- [Data entries]

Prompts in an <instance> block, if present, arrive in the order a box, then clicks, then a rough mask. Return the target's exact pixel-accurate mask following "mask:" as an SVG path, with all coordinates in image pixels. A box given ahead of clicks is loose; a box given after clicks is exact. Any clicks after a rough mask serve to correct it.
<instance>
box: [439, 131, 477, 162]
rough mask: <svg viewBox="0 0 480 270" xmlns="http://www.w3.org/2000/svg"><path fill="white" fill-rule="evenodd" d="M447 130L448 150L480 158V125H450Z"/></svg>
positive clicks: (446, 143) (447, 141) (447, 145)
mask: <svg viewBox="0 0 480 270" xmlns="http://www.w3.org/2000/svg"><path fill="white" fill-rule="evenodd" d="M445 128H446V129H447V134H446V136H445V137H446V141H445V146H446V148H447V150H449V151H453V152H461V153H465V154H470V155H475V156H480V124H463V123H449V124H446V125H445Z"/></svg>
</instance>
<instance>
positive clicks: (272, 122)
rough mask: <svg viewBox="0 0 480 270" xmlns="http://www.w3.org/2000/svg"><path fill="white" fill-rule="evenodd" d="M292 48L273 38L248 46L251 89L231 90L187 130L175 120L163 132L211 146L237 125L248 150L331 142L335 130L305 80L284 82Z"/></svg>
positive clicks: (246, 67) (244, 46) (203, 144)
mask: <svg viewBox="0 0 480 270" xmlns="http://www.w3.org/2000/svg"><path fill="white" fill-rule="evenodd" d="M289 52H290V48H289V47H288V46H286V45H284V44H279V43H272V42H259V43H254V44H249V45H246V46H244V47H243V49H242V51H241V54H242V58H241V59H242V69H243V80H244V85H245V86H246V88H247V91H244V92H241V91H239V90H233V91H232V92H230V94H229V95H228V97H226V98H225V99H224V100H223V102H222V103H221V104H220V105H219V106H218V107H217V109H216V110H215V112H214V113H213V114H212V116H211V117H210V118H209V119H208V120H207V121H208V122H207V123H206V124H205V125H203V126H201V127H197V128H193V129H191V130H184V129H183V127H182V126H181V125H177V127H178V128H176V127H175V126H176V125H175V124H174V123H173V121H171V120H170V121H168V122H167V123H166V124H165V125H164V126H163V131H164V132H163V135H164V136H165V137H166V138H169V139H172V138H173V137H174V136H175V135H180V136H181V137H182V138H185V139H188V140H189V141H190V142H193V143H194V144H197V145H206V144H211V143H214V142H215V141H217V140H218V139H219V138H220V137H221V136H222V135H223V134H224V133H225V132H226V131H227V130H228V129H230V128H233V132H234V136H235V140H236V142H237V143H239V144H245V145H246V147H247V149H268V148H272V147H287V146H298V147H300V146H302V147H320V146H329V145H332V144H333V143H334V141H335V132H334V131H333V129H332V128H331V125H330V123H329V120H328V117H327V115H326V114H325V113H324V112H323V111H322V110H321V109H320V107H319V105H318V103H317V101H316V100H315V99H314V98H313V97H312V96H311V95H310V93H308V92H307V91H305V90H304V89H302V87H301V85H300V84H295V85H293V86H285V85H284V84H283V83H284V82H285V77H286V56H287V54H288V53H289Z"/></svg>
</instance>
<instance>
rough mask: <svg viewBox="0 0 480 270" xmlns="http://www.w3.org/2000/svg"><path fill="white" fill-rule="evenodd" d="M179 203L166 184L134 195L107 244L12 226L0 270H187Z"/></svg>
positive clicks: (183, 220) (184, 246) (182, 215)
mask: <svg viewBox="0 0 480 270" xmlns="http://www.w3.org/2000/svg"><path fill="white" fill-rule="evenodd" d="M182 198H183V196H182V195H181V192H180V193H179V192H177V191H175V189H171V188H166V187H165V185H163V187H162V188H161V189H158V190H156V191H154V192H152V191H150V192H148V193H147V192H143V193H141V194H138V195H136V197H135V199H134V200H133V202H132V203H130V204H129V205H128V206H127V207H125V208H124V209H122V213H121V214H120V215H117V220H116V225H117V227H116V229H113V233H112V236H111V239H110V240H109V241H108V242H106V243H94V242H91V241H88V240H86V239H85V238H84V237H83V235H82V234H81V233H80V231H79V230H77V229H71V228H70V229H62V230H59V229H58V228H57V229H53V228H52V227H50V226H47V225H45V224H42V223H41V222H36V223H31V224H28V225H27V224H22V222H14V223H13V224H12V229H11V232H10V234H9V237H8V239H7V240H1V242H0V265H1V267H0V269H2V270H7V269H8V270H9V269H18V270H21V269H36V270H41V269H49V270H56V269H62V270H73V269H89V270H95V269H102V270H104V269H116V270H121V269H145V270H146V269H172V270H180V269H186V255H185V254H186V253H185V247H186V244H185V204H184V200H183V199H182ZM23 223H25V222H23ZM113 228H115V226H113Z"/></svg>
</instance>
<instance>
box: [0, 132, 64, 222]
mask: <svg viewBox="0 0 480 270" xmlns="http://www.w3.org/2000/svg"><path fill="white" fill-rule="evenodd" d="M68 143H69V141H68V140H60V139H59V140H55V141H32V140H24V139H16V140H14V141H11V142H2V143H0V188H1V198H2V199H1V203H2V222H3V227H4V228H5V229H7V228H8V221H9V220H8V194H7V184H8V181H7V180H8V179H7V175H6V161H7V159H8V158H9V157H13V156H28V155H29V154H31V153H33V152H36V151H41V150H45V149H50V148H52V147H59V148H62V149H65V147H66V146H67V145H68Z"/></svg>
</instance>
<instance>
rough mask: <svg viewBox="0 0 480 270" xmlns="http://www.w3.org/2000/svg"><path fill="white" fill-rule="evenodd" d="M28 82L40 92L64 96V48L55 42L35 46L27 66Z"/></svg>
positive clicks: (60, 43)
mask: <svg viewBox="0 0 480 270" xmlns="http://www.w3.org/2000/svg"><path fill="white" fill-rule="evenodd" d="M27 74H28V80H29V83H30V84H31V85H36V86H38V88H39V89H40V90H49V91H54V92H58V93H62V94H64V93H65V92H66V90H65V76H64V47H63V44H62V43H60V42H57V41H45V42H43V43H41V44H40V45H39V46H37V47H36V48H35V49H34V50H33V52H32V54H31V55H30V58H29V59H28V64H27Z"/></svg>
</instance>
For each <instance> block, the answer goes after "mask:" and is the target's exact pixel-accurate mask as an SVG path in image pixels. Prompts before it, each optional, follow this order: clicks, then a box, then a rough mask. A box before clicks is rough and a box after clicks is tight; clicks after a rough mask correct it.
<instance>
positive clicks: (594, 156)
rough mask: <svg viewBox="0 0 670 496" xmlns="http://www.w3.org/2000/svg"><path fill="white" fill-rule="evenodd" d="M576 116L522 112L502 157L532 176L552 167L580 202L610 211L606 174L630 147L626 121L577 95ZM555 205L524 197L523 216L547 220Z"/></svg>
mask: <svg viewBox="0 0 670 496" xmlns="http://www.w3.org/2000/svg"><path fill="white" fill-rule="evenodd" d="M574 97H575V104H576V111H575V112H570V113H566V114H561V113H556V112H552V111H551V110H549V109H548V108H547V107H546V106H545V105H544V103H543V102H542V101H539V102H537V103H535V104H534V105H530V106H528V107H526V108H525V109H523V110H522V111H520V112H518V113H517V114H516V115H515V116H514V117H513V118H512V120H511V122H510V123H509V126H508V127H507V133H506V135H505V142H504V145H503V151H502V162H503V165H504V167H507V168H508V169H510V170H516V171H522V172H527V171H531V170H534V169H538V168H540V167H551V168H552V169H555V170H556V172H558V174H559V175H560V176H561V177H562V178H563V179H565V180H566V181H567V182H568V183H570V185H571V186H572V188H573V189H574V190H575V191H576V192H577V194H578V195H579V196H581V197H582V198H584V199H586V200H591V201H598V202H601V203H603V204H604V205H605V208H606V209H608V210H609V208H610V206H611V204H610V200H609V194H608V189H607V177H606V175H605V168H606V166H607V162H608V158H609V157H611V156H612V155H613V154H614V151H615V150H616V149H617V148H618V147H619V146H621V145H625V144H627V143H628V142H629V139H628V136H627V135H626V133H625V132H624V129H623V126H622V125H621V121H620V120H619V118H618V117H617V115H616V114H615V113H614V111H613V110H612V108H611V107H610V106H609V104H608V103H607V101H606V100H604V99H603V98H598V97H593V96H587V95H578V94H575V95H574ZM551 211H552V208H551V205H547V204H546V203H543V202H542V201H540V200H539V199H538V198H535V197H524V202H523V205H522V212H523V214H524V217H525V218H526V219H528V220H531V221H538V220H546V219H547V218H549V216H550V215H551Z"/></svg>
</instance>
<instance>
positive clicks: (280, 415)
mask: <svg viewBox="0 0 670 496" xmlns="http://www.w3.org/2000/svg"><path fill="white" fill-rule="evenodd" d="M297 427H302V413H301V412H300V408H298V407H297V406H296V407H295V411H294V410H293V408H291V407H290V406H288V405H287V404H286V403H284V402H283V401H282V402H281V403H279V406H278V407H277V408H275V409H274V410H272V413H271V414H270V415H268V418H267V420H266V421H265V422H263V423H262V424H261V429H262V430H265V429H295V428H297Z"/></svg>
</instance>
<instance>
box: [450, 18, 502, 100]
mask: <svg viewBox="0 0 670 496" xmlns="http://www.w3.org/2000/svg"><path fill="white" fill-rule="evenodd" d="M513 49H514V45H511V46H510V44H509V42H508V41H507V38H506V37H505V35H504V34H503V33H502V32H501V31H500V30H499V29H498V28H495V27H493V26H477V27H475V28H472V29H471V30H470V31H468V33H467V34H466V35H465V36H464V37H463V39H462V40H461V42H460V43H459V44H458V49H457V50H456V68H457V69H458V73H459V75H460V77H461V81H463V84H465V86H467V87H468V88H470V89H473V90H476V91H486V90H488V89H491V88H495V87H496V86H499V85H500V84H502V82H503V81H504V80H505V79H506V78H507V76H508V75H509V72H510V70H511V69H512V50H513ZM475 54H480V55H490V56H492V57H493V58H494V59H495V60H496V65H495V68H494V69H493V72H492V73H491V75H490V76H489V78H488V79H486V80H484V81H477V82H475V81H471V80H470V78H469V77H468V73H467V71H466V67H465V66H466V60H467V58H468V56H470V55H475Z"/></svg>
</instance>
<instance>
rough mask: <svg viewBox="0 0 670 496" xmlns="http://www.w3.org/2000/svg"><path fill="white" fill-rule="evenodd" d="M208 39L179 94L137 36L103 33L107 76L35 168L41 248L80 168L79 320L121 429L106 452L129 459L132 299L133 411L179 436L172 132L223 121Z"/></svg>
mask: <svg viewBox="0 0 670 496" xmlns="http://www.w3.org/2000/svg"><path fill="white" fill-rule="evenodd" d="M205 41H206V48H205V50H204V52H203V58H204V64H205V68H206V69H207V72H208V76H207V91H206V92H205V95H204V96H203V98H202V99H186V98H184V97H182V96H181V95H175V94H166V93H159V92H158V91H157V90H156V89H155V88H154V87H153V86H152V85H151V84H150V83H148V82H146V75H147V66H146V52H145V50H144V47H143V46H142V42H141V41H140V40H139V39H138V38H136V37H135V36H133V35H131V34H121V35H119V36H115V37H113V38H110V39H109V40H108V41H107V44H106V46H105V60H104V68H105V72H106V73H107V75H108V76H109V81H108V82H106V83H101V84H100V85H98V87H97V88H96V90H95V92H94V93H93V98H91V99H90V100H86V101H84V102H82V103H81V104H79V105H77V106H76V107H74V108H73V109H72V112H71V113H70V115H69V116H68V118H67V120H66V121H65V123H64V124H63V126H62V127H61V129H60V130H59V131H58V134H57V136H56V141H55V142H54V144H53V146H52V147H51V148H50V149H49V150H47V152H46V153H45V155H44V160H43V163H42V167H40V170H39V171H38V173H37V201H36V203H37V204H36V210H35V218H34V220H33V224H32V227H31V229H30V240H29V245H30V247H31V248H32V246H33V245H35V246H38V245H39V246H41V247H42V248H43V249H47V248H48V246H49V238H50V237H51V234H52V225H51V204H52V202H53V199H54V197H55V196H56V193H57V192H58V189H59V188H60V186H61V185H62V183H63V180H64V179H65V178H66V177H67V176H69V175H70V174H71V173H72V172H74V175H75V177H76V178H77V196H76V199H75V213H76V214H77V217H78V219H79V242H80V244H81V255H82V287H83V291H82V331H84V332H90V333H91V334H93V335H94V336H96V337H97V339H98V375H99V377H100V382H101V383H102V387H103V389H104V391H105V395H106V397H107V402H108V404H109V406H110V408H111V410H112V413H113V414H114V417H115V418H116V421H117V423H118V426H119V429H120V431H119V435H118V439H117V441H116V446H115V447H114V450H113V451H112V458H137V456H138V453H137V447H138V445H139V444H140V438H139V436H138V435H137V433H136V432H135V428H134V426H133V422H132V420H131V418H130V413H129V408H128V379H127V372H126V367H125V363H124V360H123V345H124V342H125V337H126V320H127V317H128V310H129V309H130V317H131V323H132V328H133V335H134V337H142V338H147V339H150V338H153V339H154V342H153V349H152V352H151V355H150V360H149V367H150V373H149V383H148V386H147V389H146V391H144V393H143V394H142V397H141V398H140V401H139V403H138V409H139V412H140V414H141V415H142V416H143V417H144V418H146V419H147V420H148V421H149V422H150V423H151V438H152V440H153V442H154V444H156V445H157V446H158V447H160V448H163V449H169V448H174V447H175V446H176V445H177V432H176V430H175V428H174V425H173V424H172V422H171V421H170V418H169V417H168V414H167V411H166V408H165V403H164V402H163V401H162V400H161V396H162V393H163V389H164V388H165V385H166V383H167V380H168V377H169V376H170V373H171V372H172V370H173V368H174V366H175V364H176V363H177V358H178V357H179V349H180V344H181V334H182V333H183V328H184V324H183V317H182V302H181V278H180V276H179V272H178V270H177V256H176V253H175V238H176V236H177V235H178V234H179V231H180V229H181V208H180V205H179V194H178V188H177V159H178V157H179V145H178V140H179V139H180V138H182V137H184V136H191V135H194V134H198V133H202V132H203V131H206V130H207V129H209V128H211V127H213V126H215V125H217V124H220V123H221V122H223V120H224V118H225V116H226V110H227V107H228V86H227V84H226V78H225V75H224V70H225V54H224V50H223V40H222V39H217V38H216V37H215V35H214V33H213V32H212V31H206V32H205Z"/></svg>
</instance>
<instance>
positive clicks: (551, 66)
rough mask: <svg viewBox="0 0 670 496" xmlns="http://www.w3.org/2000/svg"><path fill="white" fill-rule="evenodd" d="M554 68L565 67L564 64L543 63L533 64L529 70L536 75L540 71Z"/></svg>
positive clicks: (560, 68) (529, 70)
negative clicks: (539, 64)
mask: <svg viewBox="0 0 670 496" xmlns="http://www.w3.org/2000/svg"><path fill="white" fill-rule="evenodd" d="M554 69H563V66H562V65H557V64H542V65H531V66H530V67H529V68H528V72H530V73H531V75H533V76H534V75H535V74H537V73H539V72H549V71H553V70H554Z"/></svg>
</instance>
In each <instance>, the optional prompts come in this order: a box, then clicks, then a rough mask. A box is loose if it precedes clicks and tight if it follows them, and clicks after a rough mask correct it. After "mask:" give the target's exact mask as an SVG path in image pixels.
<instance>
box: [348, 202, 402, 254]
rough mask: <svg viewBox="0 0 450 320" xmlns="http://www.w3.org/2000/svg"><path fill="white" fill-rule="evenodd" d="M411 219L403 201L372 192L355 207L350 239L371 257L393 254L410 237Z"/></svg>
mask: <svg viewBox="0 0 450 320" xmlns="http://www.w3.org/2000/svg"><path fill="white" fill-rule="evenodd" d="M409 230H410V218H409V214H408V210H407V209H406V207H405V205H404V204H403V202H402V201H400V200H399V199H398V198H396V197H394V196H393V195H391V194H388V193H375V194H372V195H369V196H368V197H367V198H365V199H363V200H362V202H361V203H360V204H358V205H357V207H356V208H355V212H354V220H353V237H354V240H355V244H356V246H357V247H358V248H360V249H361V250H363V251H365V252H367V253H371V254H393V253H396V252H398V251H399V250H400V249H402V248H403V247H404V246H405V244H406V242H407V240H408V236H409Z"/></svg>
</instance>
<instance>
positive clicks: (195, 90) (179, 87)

- [Problem statement]
Whenever a line in the records above contains the string "this", copy that line.

- [Reply]
For each <instance> block, the answer goes after "mask:" and is the target's exact pixel-accurate mask as an SVG path in image pixels. Prompts before it, each optional, follow this order: clicks, then a box, then a rough mask. A box before clicks is rough and a box after clicks is tight; clicks after a rough mask correct it.
In each <instance>, the optional prompts come in this order: a box, then clicks, then a rough mask. A box is loose if it precedes clicks and tight if it follows them, and clicks after a rough mask correct it. After "mask:" give the target's exact mask as an SVG path in image pixels.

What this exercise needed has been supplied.